FRAGMENTO DEL DOCUMENTO
El domingo pasado, el evangelio nos animaba a escuchar a Jesús, como María. Hoy nos anima a hablarle a Dios. Ante una persona importante es fácil quedarse sin palabras, no saber qué decir. Mucho más ante Dios. Quizá por eso, los discípulos no rezan. Pero les suscita curiosidad ver a Jesús rezando. ¿Qué dice? ¿Por qué no les enseña a hablarle a Dios? Este será el tema del evangelio. La primera lectura ofrece un tipo de oración muy curioso: la intercesión a través del regateo. Dada la abundancia de material, sería preferible limitar la homilía al evangelio.
Primera lectura: Un regateo inútil (Génesis 18, 20-32)
En aquellos días, el Señor dijo:
‒ La acusación contra
Sodoma y Gomorra es fuerte, y su pecado es grave; voy a bajar, a ver si
realmente sus acciones responden a la acusación; y si no, lo sabré.
Los hombres se volvieron y
se dirigieron a Sodoma, mientras el Señor seguía en compañía de Abrahán.
Entonces Abrahán se acercó
y dijo a Dios:
‒ ¿Es que vas a destruir
al inocente con el culpable? Si hay cincuenta inocentes en la ciudad, ¿los
destruirás y no perdonarás al lugar por los cincuenta inocentes que hay en él?

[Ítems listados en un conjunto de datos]
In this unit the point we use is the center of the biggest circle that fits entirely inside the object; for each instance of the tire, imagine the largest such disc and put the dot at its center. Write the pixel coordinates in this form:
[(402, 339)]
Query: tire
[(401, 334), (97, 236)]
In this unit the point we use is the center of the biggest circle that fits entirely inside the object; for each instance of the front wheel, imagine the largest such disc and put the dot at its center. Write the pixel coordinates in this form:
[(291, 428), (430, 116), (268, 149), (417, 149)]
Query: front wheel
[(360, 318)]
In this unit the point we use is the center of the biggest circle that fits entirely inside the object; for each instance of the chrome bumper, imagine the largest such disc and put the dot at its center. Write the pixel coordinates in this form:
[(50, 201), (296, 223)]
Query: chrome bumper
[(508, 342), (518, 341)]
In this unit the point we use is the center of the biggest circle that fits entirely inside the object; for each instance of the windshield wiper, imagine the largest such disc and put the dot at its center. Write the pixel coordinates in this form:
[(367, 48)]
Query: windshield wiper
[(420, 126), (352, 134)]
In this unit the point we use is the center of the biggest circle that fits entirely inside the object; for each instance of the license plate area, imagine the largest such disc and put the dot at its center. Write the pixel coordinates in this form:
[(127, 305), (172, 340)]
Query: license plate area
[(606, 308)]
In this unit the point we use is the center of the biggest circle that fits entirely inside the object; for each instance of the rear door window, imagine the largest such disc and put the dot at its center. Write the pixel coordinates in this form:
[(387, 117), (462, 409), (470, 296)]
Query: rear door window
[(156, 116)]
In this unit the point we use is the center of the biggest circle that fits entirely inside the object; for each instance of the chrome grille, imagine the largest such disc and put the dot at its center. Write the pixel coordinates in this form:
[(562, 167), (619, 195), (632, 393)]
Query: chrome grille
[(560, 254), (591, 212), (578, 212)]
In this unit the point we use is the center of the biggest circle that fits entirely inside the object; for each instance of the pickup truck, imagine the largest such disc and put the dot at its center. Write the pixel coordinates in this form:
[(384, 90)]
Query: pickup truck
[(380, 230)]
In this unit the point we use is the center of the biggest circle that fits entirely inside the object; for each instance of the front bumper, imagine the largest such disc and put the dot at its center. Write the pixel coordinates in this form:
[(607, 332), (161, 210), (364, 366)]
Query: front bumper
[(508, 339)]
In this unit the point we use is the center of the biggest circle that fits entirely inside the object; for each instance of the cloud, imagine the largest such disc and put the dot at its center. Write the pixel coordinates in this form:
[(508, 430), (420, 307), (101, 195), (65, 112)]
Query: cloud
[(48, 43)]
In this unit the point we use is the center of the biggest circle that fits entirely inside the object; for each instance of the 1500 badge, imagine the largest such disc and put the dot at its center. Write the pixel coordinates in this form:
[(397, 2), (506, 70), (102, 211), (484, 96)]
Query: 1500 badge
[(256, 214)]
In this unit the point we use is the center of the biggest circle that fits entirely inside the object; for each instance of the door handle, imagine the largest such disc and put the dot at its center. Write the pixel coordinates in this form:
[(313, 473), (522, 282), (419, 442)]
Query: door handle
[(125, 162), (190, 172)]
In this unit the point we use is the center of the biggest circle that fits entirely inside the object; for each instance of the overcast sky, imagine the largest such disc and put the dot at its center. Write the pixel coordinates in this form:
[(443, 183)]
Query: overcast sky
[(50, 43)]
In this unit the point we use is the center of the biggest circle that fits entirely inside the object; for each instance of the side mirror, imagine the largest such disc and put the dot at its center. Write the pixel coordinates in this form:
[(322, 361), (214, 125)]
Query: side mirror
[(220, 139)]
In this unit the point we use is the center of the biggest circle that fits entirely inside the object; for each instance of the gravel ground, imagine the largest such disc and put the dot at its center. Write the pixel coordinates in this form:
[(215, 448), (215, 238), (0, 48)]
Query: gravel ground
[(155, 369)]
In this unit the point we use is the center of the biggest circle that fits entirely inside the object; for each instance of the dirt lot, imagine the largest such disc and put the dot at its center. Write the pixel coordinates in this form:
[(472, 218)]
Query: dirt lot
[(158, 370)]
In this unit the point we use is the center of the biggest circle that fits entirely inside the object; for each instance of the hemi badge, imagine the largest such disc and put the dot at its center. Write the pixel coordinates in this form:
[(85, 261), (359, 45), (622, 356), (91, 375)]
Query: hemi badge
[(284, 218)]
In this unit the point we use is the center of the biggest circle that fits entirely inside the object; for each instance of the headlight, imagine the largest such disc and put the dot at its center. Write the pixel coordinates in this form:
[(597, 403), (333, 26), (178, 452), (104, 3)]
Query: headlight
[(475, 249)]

RETOS
(a) Responde estas preguntas según el fragmento:
(i) ¿A qué animaba el evangelio del domingo pasado?
(ii) ¿Qué tipo de oración ofrece la primera lectura?
(iii) ¿En compañía de quién seguía el Señor mientras los hombres se dirigían a Sodoma?
(b) Cambia "evangelio" por "relato" y reescribe el fragmento entre "El domingo pasado, el" y "(Génesis 18, 20-32)", ambos incluidos.
Las líneas no guardan ninguna relación con el fragmento.

RESPUESTAS
(a)
(i) A escuchar a Jesús, como María.
(ii) La intercesión a través del regateo.
(iii) En compañía de Abrahán.

(b)
El domingo pasado, el relato nos animaba a escuchar a Jesús, como María. Hoy nos anima a hablarle a Dios. Ante una persona importante es fácil quedarse sin palabras, no saber qué decir. Mucho más ante Dios. Quizá por eso, los discípulos no rezan. Pero les suscita curiosidad ver a Jesús rezando. ¿Qué dice? ¿Por qué no les enseña a hablarle a Dios? Este será el tema del relato. La primera lectura ofrece un tipo de oración muy curioso: la intercesión a través del regateo. Dada la abundancia de material, sería preferible limitar la homilía al relato.
Primera lectura: Un regateo inútil (Génesis 18, 20-32)